# EXERCISE
Please retype every item below word for word, leaving out the pictures.

• • • • • • •

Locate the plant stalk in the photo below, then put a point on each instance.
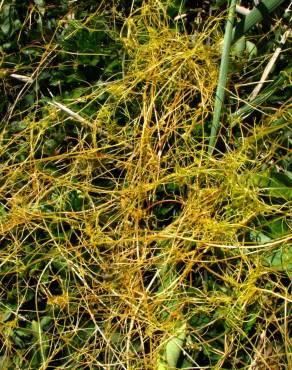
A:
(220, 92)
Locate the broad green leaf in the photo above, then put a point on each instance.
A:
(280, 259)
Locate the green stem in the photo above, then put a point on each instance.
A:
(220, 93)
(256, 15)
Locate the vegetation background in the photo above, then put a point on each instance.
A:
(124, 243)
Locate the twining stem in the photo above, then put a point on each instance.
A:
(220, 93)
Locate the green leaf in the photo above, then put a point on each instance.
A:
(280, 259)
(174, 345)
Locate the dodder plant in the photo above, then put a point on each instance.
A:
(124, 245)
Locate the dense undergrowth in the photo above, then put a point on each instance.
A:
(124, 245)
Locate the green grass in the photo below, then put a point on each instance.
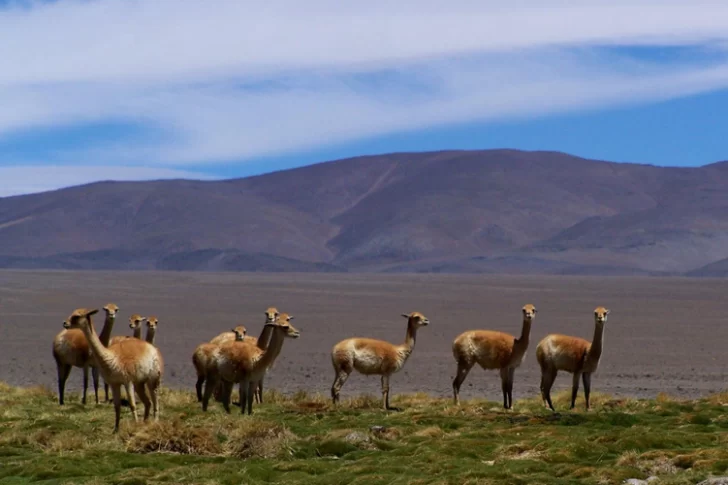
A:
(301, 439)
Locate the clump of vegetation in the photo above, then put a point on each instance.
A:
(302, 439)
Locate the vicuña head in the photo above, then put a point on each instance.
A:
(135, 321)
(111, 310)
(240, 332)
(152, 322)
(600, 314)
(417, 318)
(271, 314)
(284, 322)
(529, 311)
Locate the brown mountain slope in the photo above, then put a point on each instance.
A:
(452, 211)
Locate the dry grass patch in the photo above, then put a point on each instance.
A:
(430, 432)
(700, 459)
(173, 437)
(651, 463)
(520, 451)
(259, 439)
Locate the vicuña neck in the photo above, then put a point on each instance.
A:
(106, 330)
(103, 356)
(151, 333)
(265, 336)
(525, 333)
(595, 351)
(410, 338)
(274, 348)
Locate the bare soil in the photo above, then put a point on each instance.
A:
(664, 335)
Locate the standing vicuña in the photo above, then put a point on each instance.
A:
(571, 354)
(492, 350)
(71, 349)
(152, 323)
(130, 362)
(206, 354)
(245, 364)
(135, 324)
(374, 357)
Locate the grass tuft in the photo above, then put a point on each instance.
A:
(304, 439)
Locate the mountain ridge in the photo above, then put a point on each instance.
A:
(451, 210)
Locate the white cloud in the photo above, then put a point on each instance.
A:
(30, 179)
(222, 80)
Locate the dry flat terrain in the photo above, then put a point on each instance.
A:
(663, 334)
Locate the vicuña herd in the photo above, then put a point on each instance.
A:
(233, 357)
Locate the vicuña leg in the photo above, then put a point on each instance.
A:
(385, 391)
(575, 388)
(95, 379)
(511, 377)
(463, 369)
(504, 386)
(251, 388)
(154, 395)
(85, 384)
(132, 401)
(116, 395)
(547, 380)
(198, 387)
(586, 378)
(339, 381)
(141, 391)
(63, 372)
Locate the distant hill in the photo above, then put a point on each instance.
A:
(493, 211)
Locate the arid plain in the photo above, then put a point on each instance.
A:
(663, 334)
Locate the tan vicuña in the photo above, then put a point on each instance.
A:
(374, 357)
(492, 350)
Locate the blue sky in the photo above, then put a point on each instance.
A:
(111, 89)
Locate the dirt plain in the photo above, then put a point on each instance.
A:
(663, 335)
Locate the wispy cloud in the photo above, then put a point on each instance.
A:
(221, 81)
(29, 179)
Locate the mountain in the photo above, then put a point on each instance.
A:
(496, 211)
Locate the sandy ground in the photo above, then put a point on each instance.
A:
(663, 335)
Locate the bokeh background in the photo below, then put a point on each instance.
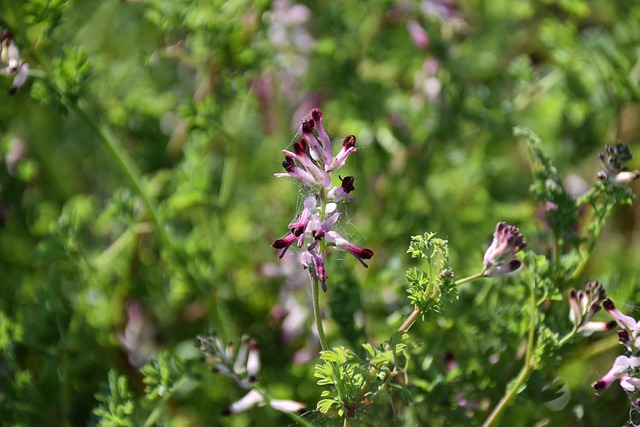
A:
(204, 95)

• • • • • • •

# TASK RESPONSE
Locate the plant stalk in the photo below, then put a point on each instance.
A:
(220, 92)
Locate the broad green leaf in the photo above, then put a point on each instance.
A:
(280, 259)
Locate the green stem in the photo above, then put a point on each instance.
A:
(220, 93)
(256, 15)
Locate the vegetation background in the photo above, then put a point on each instance.
A:
(124, 243)
Locate the twining stem in the photo above, then put a point on each instance.
A:
(220, 93)
Locate the green leaf in the photo above, then put a point on each instance.
A:
(280, 259)
(174, 345)
Locate the dodder plant in the photo above, then put a point on each instance.
A:
(124, 245)
Locate the dense undergrowth in the photo above, then put a point on each instance.
A:
(124, 245)
Locate the green grass in the photo below, then put a point on each instance.
A:
(301, 439)
Locate the clump of vegetation in the photo above, then put a point on each instance.
A:
(302, 439)
Locate the vicuña head in the photo above, then put a point on each instance.
A:
(135, 321)
(111, 310)
(240, 332)
(152, 322)
(600, 314)
(417, 318)
(271, 314)
(284, 322)
(529, 311)
Locate the brown mountain slope in the photo above, then put a point on each instance.
A:
(452, 211)
Locate the dry grass patch in the photo above, then put a point on each instance.
A:
(430, 432)
(700, 459)
(173, 437)
(651, 463)
(520, 451)
(259, 439)
Locate the vicuña neck in the photo above, then put a point on each instance.
A:
(106, 330)
(103, 356)
(151, 333)
(265, 336)
(525, 333)
(595, 351)
(410, 338)
(274, 348)
Locate the bare soil in the photo above, then put a point on each instance.
A:
(664, 335)
Locate the standing vicuña in the photo above, then put a point on each instance.
A:
(571, 354)
(492, 350)
(71, 349)
(152, 323)
(130, 362)
(206, 354)
(245, 364)
(135, 324)
(374, 357)
Locate the grass tuft in the photo above, then put a point on each instance.
A:
(304, 439)
Locate the mountain ridge in the photo above, then put a point on each instance.
A:
(451, 210)
Locate the white cloud in the photo above, then put a point on each instance.
A:
(30, 179)
(222, 80)
Locate the dry flat terrain in the photo above, then put a point on each instance.
A:
(663, 334)
Locate the vicuña herd in the photo above, then put a point on each instance.
A:
(233, 357)
Locate the vicuña leg in the photo above, then put a point on each instance.
A:
(385, 391)
(575, 388)
(95, 379)
(511, 377)
(463, 369)
(504, 386)
(251, 388)
(154, 395)
(85, 384)
(132, 401)
(116, 395)
(547, 380)
(198, 387)
(586, 378)
(339, 381)
(141, 391)
(63, 372)
Locate the distant hill in the photo above, then put a point on each instance.
A:
(493, 211)
Locate the arid plain in the photo above, then put a point on each instance.
A:
(663, 334)
Locate the tan vicuña in the photo above, then put a point on each instance.
A:
(374, 357)
(492, 350)
Locate the blue sky in the photo above, then put a point on each instance.
A:
(111, 89)
Locate the dirt plain in the photo above, then put a point on each instance.
A:
(663, 335)
Locate the wispy cloud in the photo above, then put a point on each instance.
A:
(221, 81)
(29, 179)
Locate the mountain in the photo above, then put a point on each instance.
A:
(496, 211)
Locate the sandy ground in the photo above, then put a point on each instance.
A:
(663, 335)
Locate the bokeh background in the photo below, then put a point on each instance.
A:
(204, 95)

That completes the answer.